Donner aux villes le moyen de préserver leur parc locatif destiné à
l’habitation principale
La location
meublée touristique du type Airbnb se développe. Ce nouveau mode d’exploitation
des logements conduit à des nuisances de voisinage, affaiblit l’activité
traditionnelle de l’hôtellerie et supprime certains commerces de centres-ville
qui se transforment en locaux destinés à de la location de meublés
touristiques. Le développement de cette activité réduit corrélativement l’offre
de logement destinée à l’habitation principale. Dans un souci de donner aux villes
le moyen de préserver leur parc locatif destiné à l’habitation principale, et
de permettre aux villes et à toutes personnes y ayant intérêt (syndicat des
copropriétaires par exemple) de faire constater les infractions la législation,
les notaires proposent donc de :
• modifier
l’article L. 631-7 du Code de la construction et de
l’habitation pour y inclure une présomption de destination d’habitation ;
• modifier l’article L. 631-7-1 du Code de la construction et de l’habitation pour
permettre une constatation de l’usage de fait d’un local durant trente ans.

— Tâches à réaliser —
A – Selon le texte sur la location meublée touristique, pourquoi les notaires proposent-ils de modifier deux articles du Code de la construction et de l'habitation ? Répondez en une à trois phrases.
B – Poursuivez le texte sur la location meublée touristique à partir de sa dernière phrase.

[Lignes extraites]
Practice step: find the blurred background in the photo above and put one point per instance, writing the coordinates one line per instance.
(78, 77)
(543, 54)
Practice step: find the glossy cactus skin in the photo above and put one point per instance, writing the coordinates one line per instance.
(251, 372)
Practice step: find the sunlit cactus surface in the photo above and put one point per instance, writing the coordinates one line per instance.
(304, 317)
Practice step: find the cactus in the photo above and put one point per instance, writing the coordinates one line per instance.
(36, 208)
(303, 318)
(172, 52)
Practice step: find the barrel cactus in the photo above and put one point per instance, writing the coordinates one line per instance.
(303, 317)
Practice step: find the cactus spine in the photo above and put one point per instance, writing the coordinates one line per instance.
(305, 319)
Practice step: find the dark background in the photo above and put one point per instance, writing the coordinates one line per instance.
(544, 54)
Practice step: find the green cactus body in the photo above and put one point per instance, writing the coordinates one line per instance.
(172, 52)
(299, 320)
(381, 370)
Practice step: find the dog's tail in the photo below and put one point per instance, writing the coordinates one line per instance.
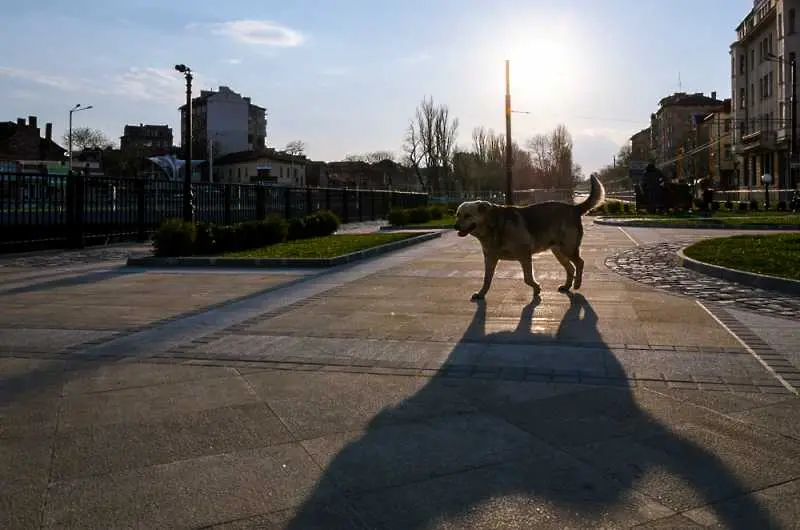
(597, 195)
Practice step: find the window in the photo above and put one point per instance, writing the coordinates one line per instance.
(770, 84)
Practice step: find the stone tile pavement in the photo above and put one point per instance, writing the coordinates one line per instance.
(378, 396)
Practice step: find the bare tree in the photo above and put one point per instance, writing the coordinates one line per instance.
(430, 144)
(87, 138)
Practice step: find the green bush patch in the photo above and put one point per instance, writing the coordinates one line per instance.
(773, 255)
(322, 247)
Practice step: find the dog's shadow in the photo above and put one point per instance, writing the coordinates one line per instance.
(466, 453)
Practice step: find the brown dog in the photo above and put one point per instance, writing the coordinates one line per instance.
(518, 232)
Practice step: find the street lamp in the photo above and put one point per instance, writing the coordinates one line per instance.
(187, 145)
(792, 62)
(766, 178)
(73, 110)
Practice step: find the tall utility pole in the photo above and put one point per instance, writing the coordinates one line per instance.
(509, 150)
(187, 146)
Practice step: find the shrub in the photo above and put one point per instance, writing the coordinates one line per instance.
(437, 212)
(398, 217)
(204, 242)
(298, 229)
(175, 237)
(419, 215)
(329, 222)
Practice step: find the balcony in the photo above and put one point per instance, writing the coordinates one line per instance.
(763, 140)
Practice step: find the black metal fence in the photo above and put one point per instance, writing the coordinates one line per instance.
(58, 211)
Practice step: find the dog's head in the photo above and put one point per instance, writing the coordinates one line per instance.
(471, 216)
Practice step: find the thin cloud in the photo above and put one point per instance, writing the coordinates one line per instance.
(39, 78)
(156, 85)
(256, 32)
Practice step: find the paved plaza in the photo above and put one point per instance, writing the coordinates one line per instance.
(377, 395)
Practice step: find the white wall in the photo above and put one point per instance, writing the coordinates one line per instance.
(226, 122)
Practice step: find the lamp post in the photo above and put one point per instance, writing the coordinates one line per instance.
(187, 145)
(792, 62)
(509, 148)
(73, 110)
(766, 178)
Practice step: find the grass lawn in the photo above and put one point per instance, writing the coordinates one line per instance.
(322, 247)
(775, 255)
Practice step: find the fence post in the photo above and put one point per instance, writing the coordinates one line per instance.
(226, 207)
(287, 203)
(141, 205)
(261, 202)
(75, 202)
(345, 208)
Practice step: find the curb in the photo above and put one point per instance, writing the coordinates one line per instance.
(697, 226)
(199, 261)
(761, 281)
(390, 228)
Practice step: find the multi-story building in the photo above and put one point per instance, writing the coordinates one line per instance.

— Réponses —
A – Les notaires veulent donner aux villes le moyen de préserver leur parc locatif destiné à l'habitation principale, dont l'offre diminue avec le développement de la location meublée touristique. Ils veulent aussi permettre aux villes et à toute personne y ayant intérêt, par exemple un syndicat des copropriétaires, de faire constater les infractions à la législation.

B –
Aujourd’hui en effet, un logement peut être exploité en location meublée
touristique en sollicitant une autorisation de changement d’usage. En l’absence
d’autorisation, et pour s’assurer qu’un logement n’est pas exploité en location
meublée touristique en contravention de la législation, il est imposé aux
villes d’apporter la preuve de l’usage d’un local au 1er janvier
1970 pour faire cesser une activité non autorisée. Le
contrôle de l’exploitation des logements est ainsi rendu difficile par la
nécessité pour les villes de justifier d’un usage de fait remontant à plus de
50 ans.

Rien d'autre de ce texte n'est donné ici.